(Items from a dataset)
————
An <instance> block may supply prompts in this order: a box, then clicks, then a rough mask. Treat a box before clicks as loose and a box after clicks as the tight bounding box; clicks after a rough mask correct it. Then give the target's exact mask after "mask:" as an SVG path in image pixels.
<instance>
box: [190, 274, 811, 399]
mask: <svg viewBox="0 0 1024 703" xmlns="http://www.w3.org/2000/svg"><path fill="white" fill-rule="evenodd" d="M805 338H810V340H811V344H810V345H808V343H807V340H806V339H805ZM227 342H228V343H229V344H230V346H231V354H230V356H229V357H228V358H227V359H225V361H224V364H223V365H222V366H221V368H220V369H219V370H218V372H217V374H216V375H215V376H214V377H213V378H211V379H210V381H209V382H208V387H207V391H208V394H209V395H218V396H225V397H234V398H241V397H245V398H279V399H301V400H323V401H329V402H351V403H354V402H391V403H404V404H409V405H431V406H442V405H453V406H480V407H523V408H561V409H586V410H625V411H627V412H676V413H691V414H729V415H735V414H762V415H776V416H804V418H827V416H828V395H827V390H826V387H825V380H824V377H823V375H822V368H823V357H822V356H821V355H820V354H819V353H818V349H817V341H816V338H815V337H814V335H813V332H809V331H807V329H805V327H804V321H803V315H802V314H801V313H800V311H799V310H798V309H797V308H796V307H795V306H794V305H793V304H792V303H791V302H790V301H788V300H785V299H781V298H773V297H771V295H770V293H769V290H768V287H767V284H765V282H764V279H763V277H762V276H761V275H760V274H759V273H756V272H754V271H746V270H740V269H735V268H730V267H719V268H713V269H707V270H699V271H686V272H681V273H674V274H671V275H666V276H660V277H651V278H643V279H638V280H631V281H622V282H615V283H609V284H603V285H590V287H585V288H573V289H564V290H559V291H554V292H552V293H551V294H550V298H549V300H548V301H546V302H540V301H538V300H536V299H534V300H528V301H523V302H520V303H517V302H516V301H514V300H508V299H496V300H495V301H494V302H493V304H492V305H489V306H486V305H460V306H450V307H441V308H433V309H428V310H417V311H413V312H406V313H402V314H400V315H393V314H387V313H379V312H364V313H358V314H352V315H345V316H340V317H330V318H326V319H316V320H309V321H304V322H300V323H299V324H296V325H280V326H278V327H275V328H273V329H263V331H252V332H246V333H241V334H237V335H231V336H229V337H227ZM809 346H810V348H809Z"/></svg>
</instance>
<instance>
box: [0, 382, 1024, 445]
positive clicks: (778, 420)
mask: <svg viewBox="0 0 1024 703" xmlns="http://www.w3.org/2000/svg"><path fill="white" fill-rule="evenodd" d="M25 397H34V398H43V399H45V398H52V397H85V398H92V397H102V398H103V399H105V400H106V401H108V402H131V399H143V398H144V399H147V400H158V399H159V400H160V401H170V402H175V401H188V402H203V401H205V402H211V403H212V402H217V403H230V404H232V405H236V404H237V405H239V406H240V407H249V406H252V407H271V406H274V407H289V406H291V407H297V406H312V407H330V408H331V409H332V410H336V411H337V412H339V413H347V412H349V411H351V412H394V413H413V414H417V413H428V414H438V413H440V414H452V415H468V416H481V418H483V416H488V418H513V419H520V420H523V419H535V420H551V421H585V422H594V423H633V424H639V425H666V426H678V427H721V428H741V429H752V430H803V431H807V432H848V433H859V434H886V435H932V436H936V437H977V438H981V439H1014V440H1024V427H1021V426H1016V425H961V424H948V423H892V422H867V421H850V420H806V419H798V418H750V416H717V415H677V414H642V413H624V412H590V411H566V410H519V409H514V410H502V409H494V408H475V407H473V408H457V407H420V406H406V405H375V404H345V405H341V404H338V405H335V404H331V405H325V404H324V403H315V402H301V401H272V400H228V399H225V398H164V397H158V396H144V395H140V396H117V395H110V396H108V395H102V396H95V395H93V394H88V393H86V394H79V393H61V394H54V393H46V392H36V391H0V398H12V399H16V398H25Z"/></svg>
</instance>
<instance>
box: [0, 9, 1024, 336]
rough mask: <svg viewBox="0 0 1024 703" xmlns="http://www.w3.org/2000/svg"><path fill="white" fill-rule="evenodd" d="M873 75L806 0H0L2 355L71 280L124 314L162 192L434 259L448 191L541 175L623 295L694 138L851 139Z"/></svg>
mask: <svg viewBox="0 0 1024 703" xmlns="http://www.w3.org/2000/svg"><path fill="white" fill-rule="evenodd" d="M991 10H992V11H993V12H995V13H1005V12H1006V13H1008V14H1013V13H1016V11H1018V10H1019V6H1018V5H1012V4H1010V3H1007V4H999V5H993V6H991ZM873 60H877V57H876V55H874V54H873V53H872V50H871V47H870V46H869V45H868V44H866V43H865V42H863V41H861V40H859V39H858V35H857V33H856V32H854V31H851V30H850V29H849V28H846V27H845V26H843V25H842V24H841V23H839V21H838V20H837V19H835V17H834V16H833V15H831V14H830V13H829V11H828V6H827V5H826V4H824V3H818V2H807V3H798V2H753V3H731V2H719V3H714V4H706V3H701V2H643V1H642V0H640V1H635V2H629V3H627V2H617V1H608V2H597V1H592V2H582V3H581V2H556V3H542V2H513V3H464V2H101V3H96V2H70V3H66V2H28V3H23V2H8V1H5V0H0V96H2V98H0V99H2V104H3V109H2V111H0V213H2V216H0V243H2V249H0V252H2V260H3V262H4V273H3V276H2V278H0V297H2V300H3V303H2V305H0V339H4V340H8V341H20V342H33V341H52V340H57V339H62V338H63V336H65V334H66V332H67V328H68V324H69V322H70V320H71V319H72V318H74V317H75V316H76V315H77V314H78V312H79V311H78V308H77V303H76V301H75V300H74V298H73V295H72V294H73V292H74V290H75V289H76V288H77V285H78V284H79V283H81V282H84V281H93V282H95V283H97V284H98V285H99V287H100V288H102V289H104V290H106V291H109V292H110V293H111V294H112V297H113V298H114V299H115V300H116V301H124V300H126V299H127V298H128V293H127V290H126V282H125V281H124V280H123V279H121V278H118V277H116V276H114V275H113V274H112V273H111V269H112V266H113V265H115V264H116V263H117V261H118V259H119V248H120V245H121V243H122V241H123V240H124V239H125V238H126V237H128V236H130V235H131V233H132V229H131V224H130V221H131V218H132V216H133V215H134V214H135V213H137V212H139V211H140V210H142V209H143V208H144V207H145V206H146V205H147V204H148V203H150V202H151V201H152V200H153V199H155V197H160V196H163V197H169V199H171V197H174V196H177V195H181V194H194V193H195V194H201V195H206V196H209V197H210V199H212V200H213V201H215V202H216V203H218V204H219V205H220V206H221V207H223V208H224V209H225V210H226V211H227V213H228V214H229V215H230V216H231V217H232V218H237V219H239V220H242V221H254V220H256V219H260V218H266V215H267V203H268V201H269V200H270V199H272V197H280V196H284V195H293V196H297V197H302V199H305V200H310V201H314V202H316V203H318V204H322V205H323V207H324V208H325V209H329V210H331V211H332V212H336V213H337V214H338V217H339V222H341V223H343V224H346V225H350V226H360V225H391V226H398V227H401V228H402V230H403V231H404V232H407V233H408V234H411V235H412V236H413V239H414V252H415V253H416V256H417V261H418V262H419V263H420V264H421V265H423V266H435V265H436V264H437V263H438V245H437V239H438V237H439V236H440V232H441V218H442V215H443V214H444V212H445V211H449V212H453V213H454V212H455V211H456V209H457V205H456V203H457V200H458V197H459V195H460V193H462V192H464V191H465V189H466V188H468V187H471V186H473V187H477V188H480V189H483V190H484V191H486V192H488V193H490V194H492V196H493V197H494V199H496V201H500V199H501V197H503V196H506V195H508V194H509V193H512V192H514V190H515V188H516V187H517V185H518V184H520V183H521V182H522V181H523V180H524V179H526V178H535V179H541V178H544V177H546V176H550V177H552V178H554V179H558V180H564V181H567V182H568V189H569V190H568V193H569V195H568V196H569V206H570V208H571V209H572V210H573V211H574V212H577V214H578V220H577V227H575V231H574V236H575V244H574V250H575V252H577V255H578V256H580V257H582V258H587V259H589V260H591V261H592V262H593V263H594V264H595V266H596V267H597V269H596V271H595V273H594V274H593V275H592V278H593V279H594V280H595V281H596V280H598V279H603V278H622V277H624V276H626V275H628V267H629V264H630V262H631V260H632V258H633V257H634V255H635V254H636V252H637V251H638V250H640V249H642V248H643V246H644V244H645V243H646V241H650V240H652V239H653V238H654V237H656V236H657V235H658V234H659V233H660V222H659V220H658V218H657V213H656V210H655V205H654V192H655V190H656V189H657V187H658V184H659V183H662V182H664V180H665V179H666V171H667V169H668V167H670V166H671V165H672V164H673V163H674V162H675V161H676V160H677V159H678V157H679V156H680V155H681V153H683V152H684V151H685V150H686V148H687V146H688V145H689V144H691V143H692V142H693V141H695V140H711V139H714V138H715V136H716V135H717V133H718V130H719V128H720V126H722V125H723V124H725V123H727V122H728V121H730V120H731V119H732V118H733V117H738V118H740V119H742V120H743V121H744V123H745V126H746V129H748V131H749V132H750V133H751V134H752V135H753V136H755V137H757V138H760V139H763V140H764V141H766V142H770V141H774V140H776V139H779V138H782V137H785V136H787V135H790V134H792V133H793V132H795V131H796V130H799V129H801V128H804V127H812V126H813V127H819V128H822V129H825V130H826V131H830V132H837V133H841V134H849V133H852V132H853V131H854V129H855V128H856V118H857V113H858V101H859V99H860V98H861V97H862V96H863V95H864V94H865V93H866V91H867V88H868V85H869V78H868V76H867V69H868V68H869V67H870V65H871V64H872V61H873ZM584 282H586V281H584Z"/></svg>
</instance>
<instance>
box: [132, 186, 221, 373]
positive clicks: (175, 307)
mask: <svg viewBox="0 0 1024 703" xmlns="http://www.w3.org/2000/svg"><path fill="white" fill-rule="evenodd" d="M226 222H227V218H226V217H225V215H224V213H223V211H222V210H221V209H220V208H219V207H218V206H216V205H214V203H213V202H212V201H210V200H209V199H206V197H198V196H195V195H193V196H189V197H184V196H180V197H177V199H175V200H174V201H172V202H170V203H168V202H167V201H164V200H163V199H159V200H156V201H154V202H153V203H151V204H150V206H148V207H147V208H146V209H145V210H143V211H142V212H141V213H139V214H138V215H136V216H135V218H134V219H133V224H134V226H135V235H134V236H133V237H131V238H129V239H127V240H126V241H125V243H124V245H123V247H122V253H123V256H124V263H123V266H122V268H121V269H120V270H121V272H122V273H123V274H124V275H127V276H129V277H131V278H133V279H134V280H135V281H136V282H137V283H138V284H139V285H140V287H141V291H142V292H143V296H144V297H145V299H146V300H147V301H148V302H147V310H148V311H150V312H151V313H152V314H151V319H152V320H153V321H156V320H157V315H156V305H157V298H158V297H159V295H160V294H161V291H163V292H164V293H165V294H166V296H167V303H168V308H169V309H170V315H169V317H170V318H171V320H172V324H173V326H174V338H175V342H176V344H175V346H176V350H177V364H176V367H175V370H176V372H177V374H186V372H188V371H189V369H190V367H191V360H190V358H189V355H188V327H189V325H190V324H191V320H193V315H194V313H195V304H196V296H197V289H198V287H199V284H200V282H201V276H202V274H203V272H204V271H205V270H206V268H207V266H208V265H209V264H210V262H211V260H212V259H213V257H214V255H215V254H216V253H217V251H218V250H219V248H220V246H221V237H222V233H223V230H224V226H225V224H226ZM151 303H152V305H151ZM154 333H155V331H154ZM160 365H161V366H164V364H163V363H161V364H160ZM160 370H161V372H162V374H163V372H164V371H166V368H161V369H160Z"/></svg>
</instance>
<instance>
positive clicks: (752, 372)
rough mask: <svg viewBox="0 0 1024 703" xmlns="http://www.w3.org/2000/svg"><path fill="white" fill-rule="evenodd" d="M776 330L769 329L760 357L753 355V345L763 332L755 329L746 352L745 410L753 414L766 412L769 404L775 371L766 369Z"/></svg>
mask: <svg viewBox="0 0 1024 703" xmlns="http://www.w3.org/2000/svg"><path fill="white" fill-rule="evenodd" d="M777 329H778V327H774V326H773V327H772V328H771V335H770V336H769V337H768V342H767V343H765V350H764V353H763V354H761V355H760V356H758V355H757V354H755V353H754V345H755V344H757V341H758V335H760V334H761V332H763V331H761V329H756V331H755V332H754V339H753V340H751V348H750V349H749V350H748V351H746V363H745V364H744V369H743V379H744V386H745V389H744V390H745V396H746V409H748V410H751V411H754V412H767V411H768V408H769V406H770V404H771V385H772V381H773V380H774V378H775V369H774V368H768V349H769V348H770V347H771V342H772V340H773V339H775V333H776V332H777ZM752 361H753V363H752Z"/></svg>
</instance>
————
INSTRUCTIONS FOR THE TASK
Copy out every line of the data where the word "positive" occurs.

TASK RESULT
positive clicks: (778, 420)
positive clicks: (175, 307)
positive clicks: (752, 372)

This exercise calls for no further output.